Begin SELECTED EXTRACT
Hello.
Reading time: About 7 minutes
Quote
“I find that all you have to do to get ahead in life is to be non idiotic and live a long time. It's harder to be non idiotic than most people think.” - Charlie Munger
Mental Model
The Map is not the territory
This is a mental model from the discipline of general semantics. I have already written about this before, but I believe I can do a better job in writing about this idea.
This is a picture of the world map. Now of course when we see the map we know that the picture does not actually show the real size of the country. But looking at this map we do make observations which might not be true. If I see Greenland here I might argue that it is bigger than USA. But in reality it is 20% of USA.
Korzybski wrote,
A.) A map may have a structure similar or dissimilar to the structure of the territory.
B.) Two similar structures have similar ‘logical’ characteristics. Thus, if in a correct map, Dresden is given as between Paris and Warsaw, a similar relation is found in the actual territory.
C.) A map is not the actual territory.
D.) An ideal map would contain the map of the map, the map of the map of the map, etc., endlessly…We may call this characteristic self-reflexiveness.
Basically ‘maps’ can be considered as the anything. These things are nothing but abstractions. That’s the most important thing to understand. Our understanding of the map is an abstraction.
“Even the best and most useful maps suffer from limitations, and Korzybski gives us a few to explore: (A.) The map could be incorrect without us realizing it; (B.) The map is, by necessity, a reduction of the actual thing, a process in which you lose certain important information; and (C.) A map needs interpretation, a process that can cause major errors. (The only way to solve the last would be an endless chain of maps of maps, which he called self-reflexiveness.)” - Farnam Street
This image is very fascinating. Imagine that you are seeing a tube light in your room. Now your first inference will probably be how big the tube light is and how bright the light is. You have missed out on a lot of things about the tube light. You missed out on the wiring which is seeping out, the brand name which is slightly written behind, etc.
End SELECTED EXTRACT
* [BRIEF 1] Give the number of lines in the listing below that contain the string "tactile", with case counting, and reply with that number alone.
Begin TASK DATA
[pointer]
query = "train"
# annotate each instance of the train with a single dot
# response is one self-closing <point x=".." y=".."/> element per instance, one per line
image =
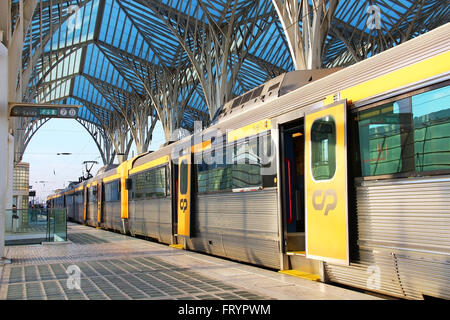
<point x="341" y="174"/>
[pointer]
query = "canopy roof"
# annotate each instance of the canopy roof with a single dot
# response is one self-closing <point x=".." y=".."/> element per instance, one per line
<point x="178" y="61"/>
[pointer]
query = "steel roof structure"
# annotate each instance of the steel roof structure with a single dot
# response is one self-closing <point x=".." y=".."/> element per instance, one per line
<point x="130" y="63"/>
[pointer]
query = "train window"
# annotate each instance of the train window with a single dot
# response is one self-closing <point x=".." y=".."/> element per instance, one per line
<point x="112" y="191"/>
<point x="150" y="183"/>
<point x="407" y="135"/>
<point x="386" y="138"/>
<point x="234" y="166"/>
<point x="323" y="148"/>
<point x="93" y="194"/>
<point x="246" y="170"/>
<point x="431" y="116"/>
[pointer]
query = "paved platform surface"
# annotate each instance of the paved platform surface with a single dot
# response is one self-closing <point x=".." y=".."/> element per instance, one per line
<point x="114" y="266"/>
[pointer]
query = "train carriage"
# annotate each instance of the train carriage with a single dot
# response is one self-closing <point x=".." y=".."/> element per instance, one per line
<point x="339" y="173"/>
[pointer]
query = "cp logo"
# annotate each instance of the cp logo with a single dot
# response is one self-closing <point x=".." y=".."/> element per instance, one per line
<point x="319" y="205"/>
<point x="183" y="205"/>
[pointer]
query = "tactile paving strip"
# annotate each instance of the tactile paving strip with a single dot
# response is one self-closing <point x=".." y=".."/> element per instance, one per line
<point x="125" y="278"/>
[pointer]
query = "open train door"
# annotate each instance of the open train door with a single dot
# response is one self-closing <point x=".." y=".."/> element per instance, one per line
<point x="184" y="195"/>
<point x="326" y="184"/>
<point x="99" y="203"/>
<point x="85" y="202"/>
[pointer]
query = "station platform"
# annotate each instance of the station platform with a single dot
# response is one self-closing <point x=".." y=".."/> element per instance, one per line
<point x="119" y="267"/>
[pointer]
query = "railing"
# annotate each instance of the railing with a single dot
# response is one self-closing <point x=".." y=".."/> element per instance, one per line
<point x="31" y="226"/>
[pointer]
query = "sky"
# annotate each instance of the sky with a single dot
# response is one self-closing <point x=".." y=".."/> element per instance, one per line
<point x="49" y="171"/>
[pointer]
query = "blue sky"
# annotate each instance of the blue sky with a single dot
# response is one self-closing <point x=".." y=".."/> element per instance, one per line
End TASK DATA
* [BRIEF 2] Please continue the piece on the mental model "the map is not the territory" from where it stops above.

* [RESULT 1] 2

* [RESULT 2]
Basically all the information that is out there our inference of it is not the entire one. The ‘map is not the territory’. We see things but we generally don’t fully notice or understand them.
We also use a lot of different maps for different things which don’t necessarily apply in different circumstances.
In Business
Here is a very good example from Farnam Street,
By most accounts, Ron Johnson was one the most successful and desirable retail executives by the summer of 2011. Not only was he handpicked by Steve Jobs to build the Apple Stores, a venture which had itself come under major scrutiny – one retort printed in Bloomberg magazine: “I give them two years before they’re turning out the lights on a very painful and expensive mistake” – but he had been credited with playing a major role in turning Target from a K-Mart look-alike into the trendy-but-cheap Tar-zhey by the late 1990s and early 2000s.
Johnson’s success at Apple was not immediate, but it was undeniable. By 2011, Apple stores were by far the most productive in the world on a per-square-foot basis and had become the envy of the retail world. Their sales figures left Tiffany’s in the dust. The gleaming glass cube on Fifth Avenue became a more popular tourist attraction than the Statue of Liberty. It was a lollapalooza, something beyond ordinary success. And Johnson had led the charge.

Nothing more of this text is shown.